> [DOCUMENT TEXT]:
►

Java ≥ 5 (aka v1.5) is required.


(this is the output from the command 'java -jar Opal.jar --help'


Quick-start
-----------

To form an alignment of multiple input sequences, run:
   java -jar Opal.jar --in infile.fasta --out outfile
or
   java -jar Opal.jar infile.fasta > outfile


To align two fixed alignments, run:
   java -jar Opal.x.jar --in alignment1.fasta --in2 alignment2.fasta


If you receive an "out of memory" error message, increase the memory 
allocated to the Java VM like this:
   java -Xmx1G -jar Opal.jar --in infile.fasta --out outfile
(this example give 1GB of RAM to Opal)


***********************************************
** Note: input files must be in fasta format **
***********************************************



Common arguments (optional)
---------------------------

--in filename
    Specify file (fasta format) containing the unaligned sequences
    that Opal is to align.
--in2 filename
    With this option, an alignment of two alignments is performed.
    The two files specified in \"--in\" and \"--in2\" must
    both contain alignments, and be in fasta format.
--out filename
    Specify the name of the file that Opal should write the
    alignment to. Default is to print to STDOUT
--out_format [fasta|clustalw]
    Default = fasta
--align_method [exact|profile|mixed]
    Default = mixed
        Alignment method used in building initial alignment
        (before polishing)

◄

Dataset entries:
►

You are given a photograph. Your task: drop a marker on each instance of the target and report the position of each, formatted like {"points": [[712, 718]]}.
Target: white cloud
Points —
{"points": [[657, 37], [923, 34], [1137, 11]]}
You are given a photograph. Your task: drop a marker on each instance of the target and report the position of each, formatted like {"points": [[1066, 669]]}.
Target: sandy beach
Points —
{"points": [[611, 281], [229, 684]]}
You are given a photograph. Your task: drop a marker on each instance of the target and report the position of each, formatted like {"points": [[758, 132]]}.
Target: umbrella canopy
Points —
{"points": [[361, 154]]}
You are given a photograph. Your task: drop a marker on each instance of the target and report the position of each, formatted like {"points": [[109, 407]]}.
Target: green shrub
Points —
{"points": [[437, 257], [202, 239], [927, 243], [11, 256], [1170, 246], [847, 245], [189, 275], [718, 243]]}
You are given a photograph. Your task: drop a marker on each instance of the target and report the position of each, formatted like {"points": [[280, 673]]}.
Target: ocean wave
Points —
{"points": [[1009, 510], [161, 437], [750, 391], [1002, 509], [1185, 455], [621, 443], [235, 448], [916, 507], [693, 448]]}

◄

Write out the full Opal help text shown above, character for character, keeping every line break and space.

Java ≥ 5 (aka v1.5) is required.


(this is the output from the command 'java -jar Opal.jar --help'


Quick-start
-----------

To form an alignment of multiple input sequences, run:
   java -jar Opal.jar --in infile.fasta --out outfile
or
   java -jar Opal.jar infile.fasta > outfile


To align two fixed alignments, run:
   java -jar Opal.x.jar --in alignment1.fasta --in2 alignment2.fasta


If you receive an "out of memory" error message, increase the memory 
allocated to the Java VM like this:
   java -Xmx1G -jar Opal.jar --in infile.fasta --out outfile
(this example give 1GB of RAM to Opal)


***********************************************
** Note: input files must be in fasta format **
***********************************************



Common arguments (optional)
---------------------------

--in filename
    Specify file (fasta format) containing the unaligned sequences
    that Opal is to align.
--in2 filename
    With this option, an alignment of two alignments is performed.
    The two files specified in \"--in\" and \"--in2\" must
    both contain alignments, and be in fasta format.
--out filename
    Specify the name of the file that Opal should write the
    alignment to. Default is to print to STDOUT
--out_format [fasta|clustalw]
    Default = fasta
--align_method [exact|profile|mixed]
    Default = mixed
        Alignment method used in building initial alignment
        (before polishing)